* START Text provided *

Québec Trials Attempt
to Silence Nationalists

by the Editor

"The only reason for bringing these charges is to keep us guys in prison," Jacques Larue-Langlois told the judge in a Montreal police court November 5. "How can you charge guys who have been in prison, or organized unions, with conspiracy to overthrow the government, and not be ashamed?"

Larue-Langlois is one of 13 people charged with seditious conspiracy to overthrow the governments of Canada and Québec by force. The charge carries a maximum penalty of 14 years in prison.

The 13 are among more than 50 political prisoners held and charged under the War Measures Act in Québec. Most have been charged with membership in the now-outlawed Front de Libération du Québec between January 1, 1968 and October 16, 1970.

Two persons have been charged with "advocating the aims" of the FLQ. If convicted, they could be jailed five years.

The Montreal political trials indicate clearly that the federal and Québec governments, far from dropping their phony theory of an "insurrectionary plot" which they used to justify invoking the War Measures Act, are trying to sustain it through these charges.

Through drawn-out legal proceedings and possibly long jail sentences, Trudeau and Bourassa hope to remove a significant section of their most radical nationalist and left opposition, while at the same time maintain the witch-hunt atmosphere which will allow them to introduce a series of more permanent repressive measures.

Those accused of seditious conspiracy include Michel Chartrand, president of the Montreal Central Council of the Confederation of National Trade Unions, and former leader of the Québec CCF and the Parti Socialiste du Québec; Pierre Vallières, author of Negres Blancs d’Amerique (White Niggers of America) ; Charles Gagnon, a teacher and former co-defendant of Vallières in numerous political trials dating back to 1966; and Robert Lemieux, lawyer for Vallières and Gagnon and defender of many political prisoners in recent years.

Among the women charged with FLQ membership is Andrée Ferretti, a former vice-president of the Rassemblement pour l’Indépendance Nationale (RIN), a mass independentist party which preceded the formation of the Parti Québécois.

All those charged have been refused bail and remanded in custody to January, 1971. Appearing in an improvised court at police headquarters November 5, the leading defendants ridiculed the charge that they had plotted since January 1988 to overthrow the government. Pierre Vallières noted that for most of that time he and Charles Gagnon had been in prison, on charges of inciting through their writings the death of a woman killed by a bomb in a strike-bound factory. Gagnon, who had been acquitted, said the current charges didn’t surprise him since "I have already been accused of having incited a bomb to explode."

* END Text provided *

--- Set problem A ---
Reproduce the part of the article on the Québec trials starting with "Québec Trials Attempt" and going on through "October 16, 1970.".

* START Raw records *

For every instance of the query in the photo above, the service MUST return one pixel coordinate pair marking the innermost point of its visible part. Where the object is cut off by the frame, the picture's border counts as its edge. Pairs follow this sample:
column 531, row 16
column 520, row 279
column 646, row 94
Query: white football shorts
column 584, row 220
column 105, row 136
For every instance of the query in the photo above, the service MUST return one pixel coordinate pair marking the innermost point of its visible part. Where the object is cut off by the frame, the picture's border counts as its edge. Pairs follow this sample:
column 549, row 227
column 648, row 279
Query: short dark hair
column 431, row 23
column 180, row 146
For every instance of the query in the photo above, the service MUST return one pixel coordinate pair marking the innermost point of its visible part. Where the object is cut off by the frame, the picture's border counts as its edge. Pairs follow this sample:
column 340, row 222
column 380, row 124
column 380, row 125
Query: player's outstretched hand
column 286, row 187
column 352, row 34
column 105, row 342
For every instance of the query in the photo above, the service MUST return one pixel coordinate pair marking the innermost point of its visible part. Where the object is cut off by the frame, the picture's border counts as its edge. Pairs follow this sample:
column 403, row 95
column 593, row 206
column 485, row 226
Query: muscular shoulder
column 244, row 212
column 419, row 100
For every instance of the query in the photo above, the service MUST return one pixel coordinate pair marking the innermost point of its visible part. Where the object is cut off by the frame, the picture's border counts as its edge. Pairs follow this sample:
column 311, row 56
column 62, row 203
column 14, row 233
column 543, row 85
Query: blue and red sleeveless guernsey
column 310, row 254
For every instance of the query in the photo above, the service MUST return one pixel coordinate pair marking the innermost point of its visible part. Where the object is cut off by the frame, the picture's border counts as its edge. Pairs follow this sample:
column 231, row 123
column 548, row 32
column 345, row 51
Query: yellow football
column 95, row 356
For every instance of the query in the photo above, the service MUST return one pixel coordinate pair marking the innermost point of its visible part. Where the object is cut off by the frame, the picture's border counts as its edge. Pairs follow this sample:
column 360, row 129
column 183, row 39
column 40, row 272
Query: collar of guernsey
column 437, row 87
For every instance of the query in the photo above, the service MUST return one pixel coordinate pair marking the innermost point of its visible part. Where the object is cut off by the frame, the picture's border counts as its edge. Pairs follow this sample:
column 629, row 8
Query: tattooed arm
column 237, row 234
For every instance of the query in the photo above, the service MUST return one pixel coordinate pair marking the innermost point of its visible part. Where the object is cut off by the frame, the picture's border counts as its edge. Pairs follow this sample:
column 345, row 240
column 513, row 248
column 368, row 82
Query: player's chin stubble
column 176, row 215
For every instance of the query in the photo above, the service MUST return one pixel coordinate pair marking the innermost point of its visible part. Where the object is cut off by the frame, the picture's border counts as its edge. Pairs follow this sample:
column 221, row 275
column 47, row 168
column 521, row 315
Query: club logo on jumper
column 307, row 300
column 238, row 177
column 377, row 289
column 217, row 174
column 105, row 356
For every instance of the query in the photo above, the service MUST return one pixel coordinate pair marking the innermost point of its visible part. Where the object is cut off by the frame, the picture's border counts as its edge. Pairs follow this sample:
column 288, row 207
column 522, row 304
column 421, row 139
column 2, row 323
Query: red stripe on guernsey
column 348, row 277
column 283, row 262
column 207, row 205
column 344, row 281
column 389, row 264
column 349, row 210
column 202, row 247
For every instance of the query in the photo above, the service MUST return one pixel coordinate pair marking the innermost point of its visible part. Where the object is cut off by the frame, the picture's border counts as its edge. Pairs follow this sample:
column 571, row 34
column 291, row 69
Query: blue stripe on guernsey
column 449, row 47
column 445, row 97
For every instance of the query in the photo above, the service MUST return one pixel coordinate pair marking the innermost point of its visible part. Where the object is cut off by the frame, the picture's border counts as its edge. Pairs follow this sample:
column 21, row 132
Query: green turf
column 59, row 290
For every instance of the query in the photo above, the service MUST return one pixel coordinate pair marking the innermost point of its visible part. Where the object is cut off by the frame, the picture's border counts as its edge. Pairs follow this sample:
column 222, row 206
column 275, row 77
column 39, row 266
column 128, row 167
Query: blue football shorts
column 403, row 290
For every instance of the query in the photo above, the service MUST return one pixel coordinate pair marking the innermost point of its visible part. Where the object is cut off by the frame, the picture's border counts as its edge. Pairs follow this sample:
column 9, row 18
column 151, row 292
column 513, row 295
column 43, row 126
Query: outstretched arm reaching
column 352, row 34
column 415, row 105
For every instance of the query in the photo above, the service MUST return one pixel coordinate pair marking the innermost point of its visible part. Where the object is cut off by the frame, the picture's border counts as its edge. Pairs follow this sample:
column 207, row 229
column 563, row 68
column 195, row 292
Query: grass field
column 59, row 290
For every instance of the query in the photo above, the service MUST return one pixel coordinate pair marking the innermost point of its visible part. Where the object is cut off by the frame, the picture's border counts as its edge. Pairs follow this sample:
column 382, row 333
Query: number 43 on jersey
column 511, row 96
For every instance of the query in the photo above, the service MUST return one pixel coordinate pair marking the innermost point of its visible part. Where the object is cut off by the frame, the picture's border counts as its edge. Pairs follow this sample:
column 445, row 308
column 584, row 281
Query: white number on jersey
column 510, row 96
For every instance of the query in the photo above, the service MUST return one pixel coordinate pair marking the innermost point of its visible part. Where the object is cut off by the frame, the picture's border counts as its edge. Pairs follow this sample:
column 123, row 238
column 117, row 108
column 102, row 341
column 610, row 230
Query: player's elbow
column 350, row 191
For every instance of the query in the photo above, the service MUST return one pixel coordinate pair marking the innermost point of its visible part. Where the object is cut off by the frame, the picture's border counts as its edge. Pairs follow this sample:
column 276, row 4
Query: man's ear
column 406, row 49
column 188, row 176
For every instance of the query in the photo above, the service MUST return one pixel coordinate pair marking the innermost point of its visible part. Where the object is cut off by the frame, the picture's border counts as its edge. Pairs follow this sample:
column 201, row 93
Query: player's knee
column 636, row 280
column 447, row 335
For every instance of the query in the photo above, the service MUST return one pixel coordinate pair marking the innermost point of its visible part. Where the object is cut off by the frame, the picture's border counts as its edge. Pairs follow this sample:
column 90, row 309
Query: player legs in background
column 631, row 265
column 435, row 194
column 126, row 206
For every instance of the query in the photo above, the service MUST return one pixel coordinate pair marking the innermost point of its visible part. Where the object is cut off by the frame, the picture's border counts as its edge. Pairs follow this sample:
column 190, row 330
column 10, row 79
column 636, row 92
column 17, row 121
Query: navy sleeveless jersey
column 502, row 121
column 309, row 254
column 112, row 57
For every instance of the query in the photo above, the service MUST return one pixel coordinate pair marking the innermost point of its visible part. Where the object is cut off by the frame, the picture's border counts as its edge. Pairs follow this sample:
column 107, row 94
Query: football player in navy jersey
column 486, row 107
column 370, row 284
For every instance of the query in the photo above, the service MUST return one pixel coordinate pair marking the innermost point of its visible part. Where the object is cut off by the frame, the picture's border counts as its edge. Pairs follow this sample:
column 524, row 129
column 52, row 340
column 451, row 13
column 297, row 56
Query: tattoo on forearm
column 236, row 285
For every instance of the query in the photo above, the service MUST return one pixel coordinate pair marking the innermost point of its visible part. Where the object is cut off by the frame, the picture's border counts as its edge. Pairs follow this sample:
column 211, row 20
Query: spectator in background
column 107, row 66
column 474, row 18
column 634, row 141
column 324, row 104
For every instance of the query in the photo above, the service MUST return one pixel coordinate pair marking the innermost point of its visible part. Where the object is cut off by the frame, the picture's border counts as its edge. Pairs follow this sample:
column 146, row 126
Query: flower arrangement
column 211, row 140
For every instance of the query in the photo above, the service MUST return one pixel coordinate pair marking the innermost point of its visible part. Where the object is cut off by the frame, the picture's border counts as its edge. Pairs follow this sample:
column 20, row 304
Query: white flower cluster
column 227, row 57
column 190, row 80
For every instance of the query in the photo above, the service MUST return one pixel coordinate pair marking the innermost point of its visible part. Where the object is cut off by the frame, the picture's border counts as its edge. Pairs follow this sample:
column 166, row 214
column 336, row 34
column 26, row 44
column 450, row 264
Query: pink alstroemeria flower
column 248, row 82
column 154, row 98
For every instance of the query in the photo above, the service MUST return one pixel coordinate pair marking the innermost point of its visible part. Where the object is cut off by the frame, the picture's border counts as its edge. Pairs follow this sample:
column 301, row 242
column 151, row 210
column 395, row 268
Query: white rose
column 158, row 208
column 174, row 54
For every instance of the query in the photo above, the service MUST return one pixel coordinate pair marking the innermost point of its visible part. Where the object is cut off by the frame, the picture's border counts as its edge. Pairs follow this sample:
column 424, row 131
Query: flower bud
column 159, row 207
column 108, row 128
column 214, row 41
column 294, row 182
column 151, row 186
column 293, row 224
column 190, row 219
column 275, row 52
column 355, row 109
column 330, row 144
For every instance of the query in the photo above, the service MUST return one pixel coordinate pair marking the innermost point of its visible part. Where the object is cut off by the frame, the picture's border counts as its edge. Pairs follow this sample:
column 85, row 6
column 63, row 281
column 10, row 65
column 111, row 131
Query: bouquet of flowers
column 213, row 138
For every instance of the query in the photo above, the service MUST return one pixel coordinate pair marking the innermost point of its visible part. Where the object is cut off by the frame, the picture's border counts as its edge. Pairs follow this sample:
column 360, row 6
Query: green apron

* END Raw records *

--- Set problem B ---
Output as a numbered list the lines of the records, starting with the very first line and going on through the line with "column 105, row 136". Include only those lines and leave out any blank ones.

--- Answer A ---
Québec Trials Attempt
to Silence Nationalists

by the Editor

"The only reason for bringing these charges is to keep us guys in prison," Jacques Larue-Langlois told the judge in a Montreal police court November 5. "How can you charge guys who have been in prison, or organized unions, with conspiracy to overthrow the government, and not be ashamed?"

Larue-Langlois is one of 13 people charged with seditious conspiracy to overthrow the governments of Canada and Québec by force. The charge carries a maximum penalty of 14 years in prison.

The 13 are among more than 50 political prisoners held and charged under the War Measures Act in Québec. Most have been charged with membership in the now-outlawed Front de Libération du Québec between January 1, 1968 and October 16, 1970.

--- Answer B ---
1. For every instance of the query in the photo above, the service MUST return one pixel coordinate pair marking the innermost point of its visible part. Where the object is cut off by the frame, the picture's border counts as its edge. Pairs follow this sample:
2. column 531, row 16
3. column 520, row 279
4. column 646, row 94
5. Query: white football shorts
6. column 584, row 220
7. column 105, row 136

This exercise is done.